# What the exercise asks:
The number of lines below holding the string "instance" is the only answer wanted.

# Dataset excerpts:
-------------------------

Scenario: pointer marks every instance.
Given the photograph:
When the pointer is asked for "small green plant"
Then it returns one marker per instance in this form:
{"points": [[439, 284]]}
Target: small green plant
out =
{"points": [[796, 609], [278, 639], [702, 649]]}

-------------------------

# Expected answer:
2